Saved data entries:
━━━━━━━━

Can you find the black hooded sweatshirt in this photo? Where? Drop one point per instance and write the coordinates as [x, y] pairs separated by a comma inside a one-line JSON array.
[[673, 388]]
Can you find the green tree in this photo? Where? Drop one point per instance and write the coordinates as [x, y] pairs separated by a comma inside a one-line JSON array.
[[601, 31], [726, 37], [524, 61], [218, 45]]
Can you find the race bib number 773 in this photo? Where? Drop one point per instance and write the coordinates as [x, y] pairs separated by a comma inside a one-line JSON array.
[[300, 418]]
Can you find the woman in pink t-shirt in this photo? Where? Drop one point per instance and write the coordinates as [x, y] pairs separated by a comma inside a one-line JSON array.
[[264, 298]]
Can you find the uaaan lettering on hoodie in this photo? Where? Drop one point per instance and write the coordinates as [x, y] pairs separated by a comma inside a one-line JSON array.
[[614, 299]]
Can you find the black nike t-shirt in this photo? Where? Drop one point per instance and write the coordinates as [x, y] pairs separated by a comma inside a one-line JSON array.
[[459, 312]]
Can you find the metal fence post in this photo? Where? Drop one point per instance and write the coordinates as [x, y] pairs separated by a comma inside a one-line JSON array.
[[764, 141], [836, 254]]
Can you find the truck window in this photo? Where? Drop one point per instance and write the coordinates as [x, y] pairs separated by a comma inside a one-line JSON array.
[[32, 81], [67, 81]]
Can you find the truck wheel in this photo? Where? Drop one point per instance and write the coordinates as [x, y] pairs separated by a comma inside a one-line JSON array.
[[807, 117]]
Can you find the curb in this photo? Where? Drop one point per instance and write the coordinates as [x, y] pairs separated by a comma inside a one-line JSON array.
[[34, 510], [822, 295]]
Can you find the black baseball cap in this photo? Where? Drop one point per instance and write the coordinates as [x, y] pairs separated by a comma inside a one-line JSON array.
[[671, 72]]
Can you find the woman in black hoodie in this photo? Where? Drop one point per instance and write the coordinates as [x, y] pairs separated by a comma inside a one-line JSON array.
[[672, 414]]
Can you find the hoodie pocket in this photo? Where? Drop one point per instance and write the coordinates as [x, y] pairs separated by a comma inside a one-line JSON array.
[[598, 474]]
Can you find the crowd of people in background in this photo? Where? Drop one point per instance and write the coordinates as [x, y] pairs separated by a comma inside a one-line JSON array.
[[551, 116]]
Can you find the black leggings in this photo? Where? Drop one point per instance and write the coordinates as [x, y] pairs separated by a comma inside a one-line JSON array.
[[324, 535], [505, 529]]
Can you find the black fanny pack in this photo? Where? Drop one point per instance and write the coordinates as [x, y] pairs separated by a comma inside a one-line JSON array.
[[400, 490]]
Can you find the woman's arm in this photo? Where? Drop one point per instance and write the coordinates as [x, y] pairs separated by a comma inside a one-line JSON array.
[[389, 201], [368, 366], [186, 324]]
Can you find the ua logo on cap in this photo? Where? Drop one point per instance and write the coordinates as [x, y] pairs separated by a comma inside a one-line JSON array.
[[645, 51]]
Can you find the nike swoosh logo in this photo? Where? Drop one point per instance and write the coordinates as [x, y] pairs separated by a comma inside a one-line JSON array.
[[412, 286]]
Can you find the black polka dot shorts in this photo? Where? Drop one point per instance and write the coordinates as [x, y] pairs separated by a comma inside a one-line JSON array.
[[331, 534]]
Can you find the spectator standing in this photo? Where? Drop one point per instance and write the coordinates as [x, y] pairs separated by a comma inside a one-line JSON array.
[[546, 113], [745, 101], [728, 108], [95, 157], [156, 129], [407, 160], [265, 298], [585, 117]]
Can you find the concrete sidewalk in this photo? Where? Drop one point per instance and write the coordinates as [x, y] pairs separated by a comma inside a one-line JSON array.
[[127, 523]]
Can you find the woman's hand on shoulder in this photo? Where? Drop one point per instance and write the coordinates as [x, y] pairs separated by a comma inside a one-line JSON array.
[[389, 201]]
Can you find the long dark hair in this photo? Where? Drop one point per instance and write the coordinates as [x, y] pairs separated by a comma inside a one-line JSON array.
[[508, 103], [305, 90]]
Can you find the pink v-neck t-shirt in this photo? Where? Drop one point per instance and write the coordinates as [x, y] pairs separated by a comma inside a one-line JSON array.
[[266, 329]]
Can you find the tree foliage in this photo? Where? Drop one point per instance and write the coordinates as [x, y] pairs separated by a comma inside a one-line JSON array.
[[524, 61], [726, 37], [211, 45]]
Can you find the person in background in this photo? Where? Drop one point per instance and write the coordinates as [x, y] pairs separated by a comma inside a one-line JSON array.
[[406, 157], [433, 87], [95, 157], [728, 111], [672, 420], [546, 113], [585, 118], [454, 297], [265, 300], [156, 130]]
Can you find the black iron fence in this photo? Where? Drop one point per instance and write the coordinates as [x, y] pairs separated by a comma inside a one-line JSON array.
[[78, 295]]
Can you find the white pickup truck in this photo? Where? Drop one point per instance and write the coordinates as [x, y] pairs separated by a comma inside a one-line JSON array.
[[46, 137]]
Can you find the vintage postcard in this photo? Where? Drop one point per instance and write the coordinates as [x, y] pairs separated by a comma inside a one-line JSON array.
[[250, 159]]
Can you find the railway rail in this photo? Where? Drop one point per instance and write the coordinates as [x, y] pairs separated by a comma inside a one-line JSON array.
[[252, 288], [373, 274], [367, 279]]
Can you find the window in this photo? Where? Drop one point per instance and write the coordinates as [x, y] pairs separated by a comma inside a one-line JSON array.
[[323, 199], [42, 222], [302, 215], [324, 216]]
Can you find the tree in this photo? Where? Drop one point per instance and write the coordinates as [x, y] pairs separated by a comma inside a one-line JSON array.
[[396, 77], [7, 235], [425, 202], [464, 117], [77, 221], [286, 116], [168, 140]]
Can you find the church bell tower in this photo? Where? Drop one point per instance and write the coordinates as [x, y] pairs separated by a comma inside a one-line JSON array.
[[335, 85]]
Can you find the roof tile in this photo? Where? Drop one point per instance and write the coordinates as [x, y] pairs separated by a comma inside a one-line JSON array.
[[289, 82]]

━━━━━━━━

Work to complete:
Lay out every line of the records above as a Markdown table with the columns n and Line, where n is the row number. Skip blank lines.

Written answer:
| n | Line |
|---|---|
| 1 | Can you find the black hooded sweatshirt in this photo? Where? Drop one point per instance and write the coordinates as [x, y] pairs separated by a comma inside a one-line JSON array. |
| 2 | [[673, 388]] |
| 3 | Can you find the green tree in this photo? Where? Drop one point per instance and write the coordinates as [x, y] pairs separated by a comma inside a one-line JSON array. |
| 4 | [[601, 31], [726, 37], [524, 61], [218, 45]] |
| 5 | Can you find the race bib number 773 in this photo? Where? Drop one point per instance and write the coordinates as [x, y] pairs separated by a comma inside a one-line JSON array. |
| 6 | [[300, 418]] |
| 7 | Can you find the woman in pink t-shirt in this photo? Where? Drop one point per instance and write the coordinates as [x, y] pairs separated by a comma inside a one-line JSON array. |
| 8 | [[264, 298]] |
| 9 | Can you find the uaaan lettering on hoodie in this photo? Where? Drop one point per instance and write the coordinates as [x, y] pairs separated by a comma inside a one-line JSON array. |
| 10 | [[614, 299]] |
| 11 | Can you find the black nike t-shirt in this photo? Where? Drop one point per instance and write the coordinates as [x, y] pairs separated by a comma inside a one-line JSON array. |
| 12 | [[459, 312]] |
| 13 | Can you find the metal fence post in this photo? Where? Drop one point per instance and write the coordinates as [x, y] pairs separated by a comma inside a one-line JSON array. |
| 14 | [[764, 141], [836, 254]] |
| 15 | Can you find the truck window in this photo? Where? Drop one point per instance and write the coordinates as [x, y] pairs separated by a comma inside a one-line JSON array. |
| 16 | [[32, 81], [67, 81]] |
| 17 | Can you find the truck wheel in this photo? Where? Drop one point per instance and write the coordinates as [x, y] pairs separated by a comma inside a one-line JSON array. |
| 18 | [[807, 117]] |
| 19 | Can you find the curb in this photo? Where? Drop one point per instance and write the coordinates as [x, y] pairs separated by a comma inside a one-line JSON array. |
| 20 | [[34, 510], [822, 295]] |
| 21 | Can you find the black baseball cap in this photo? Where? Drop one point per instance and write the coordinates as [x, y] pairs separated by a comma inside a one-line JSON array. |
| 22 | [[671, 72]] |
| 23 | Can you find the woman in black hoodie in this photo? Where? Drop one point per instance and write the coordinates as [x, y] pairs separated by a comma inside a one-line JSON array. |
| 24 | [[672, 414]] |
| 25 | Can you find the hoodie pocket in this photo? Where? Drop one point per instance and write the coordinates as [x, y] pairs separated by a comma inside a one-line JSON array. |
| 26 | [[598, 474]] |
| 27 | Can you find the crowd of people in background in this photo? Where? Drop one point per instance and write the coordinates as [x, y] pairs separated by a comma inside a one-line JSON array. |
| 28 | [[551, 116]] |
| 29 | Can you find the black leggings in this photo? Where? Drop one point per instance and write the coordinates as [x, y] pairs separated by a comma inside a one-line JSON array. |
| 30 | [[324, 535], [505, 529]] |
| 31 | Can you find the black fanny pack in this photo? Where? Drop one point per instance and write the coordinates as [x, y] pairs separated by a comma inside a one-line JSON array. |
| 32 | [[400, 490]] |
| 33 | Can you find the woman's arm in this photo? Where? Drop one point per instance and write the coordinates as [x, y] pairs separated by a comma inside a one-line JSON array. |
| 34 | [[389, 201], [368, 366], [186, 324]] |
| 35 | Can you find the ua logo on cap in this photo? Where? Drop one point per instance and write the coordinates as [x, y] pairs separated by a comma inside a one-line JSON array. |
| 36 | [[645, 51]] |
| 37 | Can you find the nike swoosh logo in this photo? Where? Drop one point per instance and write the coordinates as [x, y] pairs separated by a comma inside a one-line JSON array. |
| 38 | [[412, 286]] |
| 39 | Can you find the black polka dot shorts in this photo? Where? Drop one point per instance and write the coordinates as [x, y] pairs separated by a comma inside a one-line JSON array. |
| 40 | [[331, 534]] |
| 41 | Can you find the spectator standing in this photo? Where? Drop one point per instance and write the coordinates as [x, y] pairs separated by a comma inside a one-line JSON array. |
| 42 | [[546, 113], [745, 101], [728, 108], [95, 157], [156, 129], [407, 160], [265, 298], [585, 117]] |
| 43 | Can you find the concrete sidewalk in this photo? Where? Drop one point per instance and write the coordinates as [x, y] pairs separated by a comma inside a one-line JSON array. |
| 44 | [[127, 523]] |
| 45 | Can you find the woman's hand on shoulder in this photo? Where? Drop one point per instance and write the coordinates as [x, y] pairs separated by a comma inside a one-line JSON array. |
| 46 | [[389, 201]] |
| 47 | Can you find the long dark hair in this photo? Where? Drop one point per instance and write the coordinates as [x, y] pairs separated by a comma inside a one-line JSON array. |
| 48 | [[508, 103], [305, 90]] |
| 49 | Can you find the pink v-neck t-shirt in this photo? Where? Drop one point per instance and write the coordinates as [x, y] pairs separated by a comma inside a one-line JSON array. |
| 50 | [[266, 329]] |
| 51 | Can you find the tree foliage in this photo? Where? Drop one point per instance and write the coordinates as [x, y] pairs separated by a comma inside a one-line JSON array. |
| 52 | [[524, 61], [726, 37], [211, 45]] |
| 53 | Can you find the person in background in this photo? Where? Drop one point per instance and write the coordinates as [x, y] pairs separated by a comma inside a one-line JSON array. |
| 54 | [[406, 157], [433, 87], [95, 157], [728, 111], [672, 420], [546, 113], [585, 118], [454, 297], [265, 300], [156, 130]] |
| 55 | Can you find the black iron fence in this photo? Where? Drop one point per instance and write the coordinates as [x, y] pairs separated by a comma inside a one-line JSON array. |
| 56 | [[78, 295]] |
| 57 | Can you find the white pickup truck in this photo? Where? Drop one point per instance and write the coordinates as [x, y] pairs separated by a comma inside a one-line JSON array. |
| 58 | [[46, 137]] |
| 59 | Can you find the vintage postcard in this photo? Where? Drop one point per instance and write the coordinates as [x, y] pairs separated by a comma inside a one-line JSON array. |
| 60 | [[250, 159]] |
| 61 | Can you find the railway rail in this photo? Where? Drop one point per instance and write the coordinates as [x, y] pairs separated by a comma inside a one-line JSON array. |
| 62 | [[252, 288], [373, 274], [367, 279]] |
| 63 | Can you find the window in this photo? Where? Drop one point per instance and write the coordinates as [x, y] pairs separated by a comma inside a one-line JSON array. |
| 64 | [[323, 199], [42, 222], [302, 215], [324, 216]] |
| 65 | Can you find the tree in this photo? Where? Drop one point per instance and write the coordinates as [x, y] pairs separated by a comma inside a one-line JSON array. |
| 66 | [[396, 77], [7, 235], [425, 202], [464, 117], [77, 221], [286, 116], [168, 140]] |
| 67 | Can you find the church bell tower in this photo? Where? Drop one point per instance and write the coordinates as [x, y] pairs separated by a comma inside a one-line JSON array. |
| 68 | [[335, 85]] |
| 69 | Can you find the roof tile in this photo? Where? Drop one point per instance and write the coordinates as [x, y] pairs separated by a comma inside a one-line JSON array. |
| 70 | [[289, 82]] |